Given text →
------------------------------------------------------------------------

Today I scythed out my "west pasture." I have run a couple of posts on this subject already, and have been wondering how to take pictures of myself mowing. It is very difficult to take a picture of oneself mowing, even with the camera on self-timer on a tripod. The pictures are perforce posed. If one has an assistant, that's a different story. But I don't. So what to do? As usual the Internet comes to the rescue. Let me point you to a Czech website. Here we see a very young lady mowing a meadow. If she can do it, you certainly can. It is no effort at all, really. Like Tai Chi. Very Zen. There are also lots of videos on YouTube, but I don't quote them for you, because they use Flash 10. That stuff is spyware. But if you don't object to that, then search on "scythe" and you will find lots of videos. The website above is worth your attention. If you don't speak Czech (and I don't) do not worry. There is a parallel English version for everything. And tune in to the scytherspace blog. Great stuff.
I probably mentioned that my woodshed -- the original "lash-up" collapsed this winter. I really have to rebuild it, and this time let us try something a bit more permanent. So there was plan A. It is (was) a timber-framed structure. But it is already late July. There would be many, many mortises and tenons to cut. Tenons are no big deal, but mortises are a horse of another color. So I evolved plan B. There are six tall poles in front and three short ones in back. Over these go two long plates. A plate is the top beam in a sturcture (as opposed to the sill which is the lowest). The poles will go straight into the ground. I plan to set them in concrete. So I had to do six holes. The extreme holes (should) form a rectangle 1.20 meters by 4 meters. This is about the dimension of the eye-built lashup. While toolroom precision is not the order of the day, the holes do need to be aligned and the same depth. For alignment, plain old string is your friend. At hardware stores all over Alaska, they sell a pink nylon string which is ideal for this purpose. For depth, observe my invaluable clamshell digger front and left. Mark it to the correct depth. In my case this is 60 cm which is probably below frost depth. I say probably because that depends a great deal on how harsh the winter is. You should go below frost depth because otherwise the structure will heave. The string is stretched between nails pounded into temporary stub posts.

------------------------------------------------------------------------

Named-object pointing entries:
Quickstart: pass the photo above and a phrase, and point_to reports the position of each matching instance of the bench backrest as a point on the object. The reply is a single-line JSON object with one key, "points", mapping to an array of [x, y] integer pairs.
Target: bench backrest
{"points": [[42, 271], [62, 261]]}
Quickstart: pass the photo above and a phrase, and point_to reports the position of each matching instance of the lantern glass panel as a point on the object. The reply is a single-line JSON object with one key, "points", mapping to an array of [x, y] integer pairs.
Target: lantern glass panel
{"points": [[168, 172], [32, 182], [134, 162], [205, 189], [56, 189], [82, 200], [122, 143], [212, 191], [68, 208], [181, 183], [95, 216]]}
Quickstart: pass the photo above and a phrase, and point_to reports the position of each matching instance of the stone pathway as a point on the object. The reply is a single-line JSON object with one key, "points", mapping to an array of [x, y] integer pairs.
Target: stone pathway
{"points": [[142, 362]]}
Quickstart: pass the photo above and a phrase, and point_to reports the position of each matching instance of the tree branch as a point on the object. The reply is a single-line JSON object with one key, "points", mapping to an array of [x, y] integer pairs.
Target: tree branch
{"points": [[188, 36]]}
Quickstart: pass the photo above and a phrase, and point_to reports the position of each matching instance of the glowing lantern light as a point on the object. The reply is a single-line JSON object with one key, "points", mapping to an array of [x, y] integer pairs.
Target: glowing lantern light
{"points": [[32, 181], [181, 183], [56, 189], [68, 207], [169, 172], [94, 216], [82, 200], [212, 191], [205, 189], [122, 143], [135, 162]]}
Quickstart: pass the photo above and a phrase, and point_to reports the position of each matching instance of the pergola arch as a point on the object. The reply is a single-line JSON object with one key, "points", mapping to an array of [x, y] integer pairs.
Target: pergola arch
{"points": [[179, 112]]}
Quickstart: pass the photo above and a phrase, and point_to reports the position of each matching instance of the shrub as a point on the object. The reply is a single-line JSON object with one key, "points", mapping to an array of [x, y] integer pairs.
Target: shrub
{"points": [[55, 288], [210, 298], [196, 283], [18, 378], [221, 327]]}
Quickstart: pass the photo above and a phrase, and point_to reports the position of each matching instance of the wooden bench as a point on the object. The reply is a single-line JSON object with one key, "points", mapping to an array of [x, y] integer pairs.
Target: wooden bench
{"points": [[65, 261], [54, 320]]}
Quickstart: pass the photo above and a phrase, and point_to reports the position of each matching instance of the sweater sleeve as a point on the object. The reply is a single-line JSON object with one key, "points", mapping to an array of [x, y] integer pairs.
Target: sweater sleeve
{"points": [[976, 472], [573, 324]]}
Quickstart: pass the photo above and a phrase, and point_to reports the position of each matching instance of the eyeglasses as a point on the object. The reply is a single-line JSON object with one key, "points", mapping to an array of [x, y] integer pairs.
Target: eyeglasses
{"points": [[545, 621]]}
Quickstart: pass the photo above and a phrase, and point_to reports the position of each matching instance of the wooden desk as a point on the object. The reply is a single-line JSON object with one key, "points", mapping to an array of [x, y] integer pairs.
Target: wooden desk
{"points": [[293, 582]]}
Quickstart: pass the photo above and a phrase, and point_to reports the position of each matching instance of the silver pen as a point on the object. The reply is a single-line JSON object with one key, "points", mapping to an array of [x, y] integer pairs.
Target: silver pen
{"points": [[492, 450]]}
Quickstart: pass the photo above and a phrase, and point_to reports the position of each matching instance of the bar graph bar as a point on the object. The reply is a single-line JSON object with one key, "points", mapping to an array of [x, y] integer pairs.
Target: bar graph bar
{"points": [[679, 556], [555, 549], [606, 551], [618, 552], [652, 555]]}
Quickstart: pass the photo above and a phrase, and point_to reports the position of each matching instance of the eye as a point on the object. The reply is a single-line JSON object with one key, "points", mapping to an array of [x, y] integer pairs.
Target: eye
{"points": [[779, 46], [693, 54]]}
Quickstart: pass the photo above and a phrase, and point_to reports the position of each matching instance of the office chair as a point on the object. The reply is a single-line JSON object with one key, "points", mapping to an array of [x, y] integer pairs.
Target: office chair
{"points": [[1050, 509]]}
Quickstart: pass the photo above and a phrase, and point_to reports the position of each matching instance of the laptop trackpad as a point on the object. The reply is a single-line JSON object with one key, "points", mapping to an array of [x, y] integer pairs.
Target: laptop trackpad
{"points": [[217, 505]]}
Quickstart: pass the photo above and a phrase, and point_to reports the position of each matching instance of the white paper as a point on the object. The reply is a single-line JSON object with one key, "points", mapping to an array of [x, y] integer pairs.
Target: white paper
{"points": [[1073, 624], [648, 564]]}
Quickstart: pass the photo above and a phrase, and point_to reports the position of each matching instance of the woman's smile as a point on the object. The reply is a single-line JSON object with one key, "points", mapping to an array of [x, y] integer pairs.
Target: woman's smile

------------------------------------------------------------------------

Directions →
[1] From the woodshed part of the scything and woodshed post, list every measurement given in metric units.
[2] Write the next part of the scything and woodshed post, picking up after its final sentence.
The data comes from a separate source and is unrelated to the scything and woodshed post.

Replies →
[1]
- 1.20 meters
- 4 meters
- 60 cm

[2]
Digging these holes is both easy and difficult. It is difficult because the upper 10 cm or so are a wild tangle of roots. Once you get past the roots, it is easy. I used a short pruning saw to cut out the roots. So I got five out of six holes dug. The sixth involves moving a whole lot of firewood. I left it for later. I don't want to deconstruct the ex-woodshed because it is protecting about a cord of wood. Do that later.
On to the next step. One could go to Lowe's and buy 4x4s, I suppose. Most people would. But not I, said the little red hen. There is enough dead spruce around Alaska to build a mansion, let alone a woodshed. So allowing for all the allowances, the front poles should be 2.5m x 10cm x 10cm. OK, a spruce log was bucked today to 2.5 meters. Easy. Then it was marked out. This is worth a post all by itself. Now we square the log. I am doing this log freehand. Many reasons. I'll try to explain in another post. First job is to run a guide groove down the log. Snap a chalk line and go. Now make very sure your horizontal marks are level. For this you need a level! The bigger the level the more accurate. Spike the log to the stumps with homemade log dogs (which keep the chainsaw from hitting the ground, a disaster). Now start ripping. Hold the chainsaw absolutely vertical. One reason I did it this way is because I can use Parsifal the Stihl MS 170. It has a very thin bar and does a nice job of ripping without a ripping chain. Every meter or so drive a wedge into what you've ripped. Turn off the saw. Let it cool. Let your back recover. Drive a wedge in every meter or so. After some minutes... you have done it. We have one flat side. And a slab that may be useful. The guide groove, of course, it to guide the saw. There are lots of practical details. But basically it comes down to being very careful and not expecting perfection. Keep the saw plumb to the cut. I think next time I will tape a small level to the saw.
The rest is a repetition. Level. plumb the log. Guide groove. Rip. And at the end of the day I had a very reasonable 10cm x 10cm.
A lot of stuff left out. But stay tuned. More is coming.
A while back I wrote about the devastation in my garden caused by Cassius, the dropout moose. At the time I vowed that if I caught him at it, I would put some birdshot in his trousers. Well, perhaps there is a Fairy Godmother after all. Today I emerged from my afternoon shower and looked out the window. There was Cassius, noshing on my garden. I yelled at him out the window. Cassius, startled, retreated to the edge of the pasture. But no more. I went out, armed with a ski pole. I yelled. I threw rocks. I threw sticks. Replied Cassius "what are you so upset about, human? Didn't you plant this garden just for me? Shut up and let me gobble up the rest of your veggies. Resistance is futile!" You could just see the wheels going around in what passes for a moose mind.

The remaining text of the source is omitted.